### WHAT IS EXPECTED
Show, copied in full, every line in the records below that contains the word "bird".

### Location identification items
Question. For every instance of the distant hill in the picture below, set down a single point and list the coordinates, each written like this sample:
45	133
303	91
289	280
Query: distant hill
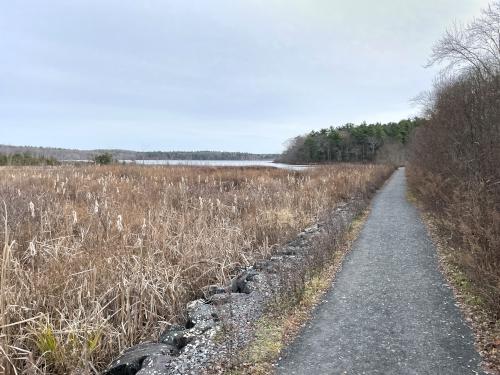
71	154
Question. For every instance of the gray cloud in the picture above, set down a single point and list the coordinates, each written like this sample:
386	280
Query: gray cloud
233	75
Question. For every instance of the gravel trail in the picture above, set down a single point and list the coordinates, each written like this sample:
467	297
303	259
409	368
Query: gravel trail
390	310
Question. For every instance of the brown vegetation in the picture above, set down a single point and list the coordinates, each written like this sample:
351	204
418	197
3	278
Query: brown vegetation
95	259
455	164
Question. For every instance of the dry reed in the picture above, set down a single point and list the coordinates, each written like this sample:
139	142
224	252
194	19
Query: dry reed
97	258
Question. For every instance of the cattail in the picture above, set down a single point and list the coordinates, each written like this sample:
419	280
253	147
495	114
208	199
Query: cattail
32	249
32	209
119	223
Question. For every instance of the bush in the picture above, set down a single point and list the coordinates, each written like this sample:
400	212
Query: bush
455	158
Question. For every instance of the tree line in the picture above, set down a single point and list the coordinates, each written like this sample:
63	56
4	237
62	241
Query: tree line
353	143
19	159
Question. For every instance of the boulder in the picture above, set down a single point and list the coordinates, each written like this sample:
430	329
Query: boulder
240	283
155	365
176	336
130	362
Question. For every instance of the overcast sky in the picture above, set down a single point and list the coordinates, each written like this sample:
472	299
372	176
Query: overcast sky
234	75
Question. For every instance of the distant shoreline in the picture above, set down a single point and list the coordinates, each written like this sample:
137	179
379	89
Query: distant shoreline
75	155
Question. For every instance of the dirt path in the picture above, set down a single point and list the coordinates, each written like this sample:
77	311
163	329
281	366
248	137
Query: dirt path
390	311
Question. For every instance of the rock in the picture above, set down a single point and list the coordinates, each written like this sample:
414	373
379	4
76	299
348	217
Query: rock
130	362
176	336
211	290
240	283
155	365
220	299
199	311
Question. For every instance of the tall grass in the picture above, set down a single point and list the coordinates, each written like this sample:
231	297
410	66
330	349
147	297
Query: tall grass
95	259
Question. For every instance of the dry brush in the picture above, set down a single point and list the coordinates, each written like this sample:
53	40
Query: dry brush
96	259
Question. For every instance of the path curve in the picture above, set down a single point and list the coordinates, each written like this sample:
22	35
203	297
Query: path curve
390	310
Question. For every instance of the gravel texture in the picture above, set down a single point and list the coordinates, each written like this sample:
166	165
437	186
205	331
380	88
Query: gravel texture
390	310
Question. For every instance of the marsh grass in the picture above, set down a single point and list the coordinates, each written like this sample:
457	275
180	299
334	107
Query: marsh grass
--
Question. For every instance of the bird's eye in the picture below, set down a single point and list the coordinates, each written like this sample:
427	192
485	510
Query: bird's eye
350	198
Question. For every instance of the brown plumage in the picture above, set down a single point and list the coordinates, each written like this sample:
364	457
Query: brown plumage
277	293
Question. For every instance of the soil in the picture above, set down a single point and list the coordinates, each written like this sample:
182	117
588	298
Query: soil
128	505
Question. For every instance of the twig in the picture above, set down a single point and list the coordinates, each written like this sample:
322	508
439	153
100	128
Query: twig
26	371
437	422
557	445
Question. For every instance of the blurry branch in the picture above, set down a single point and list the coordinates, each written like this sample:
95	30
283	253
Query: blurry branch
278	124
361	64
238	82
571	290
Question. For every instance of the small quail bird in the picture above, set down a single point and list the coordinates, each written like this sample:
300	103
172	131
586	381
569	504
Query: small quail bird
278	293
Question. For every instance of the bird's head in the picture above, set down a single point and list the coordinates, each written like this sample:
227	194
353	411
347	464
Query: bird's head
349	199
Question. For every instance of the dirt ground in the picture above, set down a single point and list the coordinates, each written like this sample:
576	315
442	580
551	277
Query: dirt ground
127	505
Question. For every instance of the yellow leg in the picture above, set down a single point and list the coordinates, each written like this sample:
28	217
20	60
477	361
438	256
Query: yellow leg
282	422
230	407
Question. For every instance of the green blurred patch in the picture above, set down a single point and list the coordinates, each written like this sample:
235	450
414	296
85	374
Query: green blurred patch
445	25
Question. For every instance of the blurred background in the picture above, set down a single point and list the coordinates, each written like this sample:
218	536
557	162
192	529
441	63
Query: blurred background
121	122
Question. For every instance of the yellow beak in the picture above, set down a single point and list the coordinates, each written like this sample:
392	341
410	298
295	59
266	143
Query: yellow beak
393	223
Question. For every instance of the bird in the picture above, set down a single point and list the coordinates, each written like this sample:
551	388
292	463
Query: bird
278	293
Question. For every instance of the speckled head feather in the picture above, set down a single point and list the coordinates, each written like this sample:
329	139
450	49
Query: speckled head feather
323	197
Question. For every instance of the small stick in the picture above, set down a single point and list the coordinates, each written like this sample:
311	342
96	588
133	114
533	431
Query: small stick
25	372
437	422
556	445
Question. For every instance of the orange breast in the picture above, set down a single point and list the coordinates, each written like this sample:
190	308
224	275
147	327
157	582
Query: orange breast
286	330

### WORKED ANSWER
Question. For every instance of the bird's eye in the picture below, set down a single point and list the coordinates, each written like this sample:
Query: bird's eye
Question. For every instance of the small quail bird in the picture above, set down a single point and list the coordinates, each written like this sample:
Query: small quail bird
Question. For every instance of the bird's head in the picture above, set down a single point and list the coordinates, each written like this sample:
Query: bird's head
Question. For every instance of the bird in the picture above, set down a single point and list the coordinates, each written like this sample:
Query: bird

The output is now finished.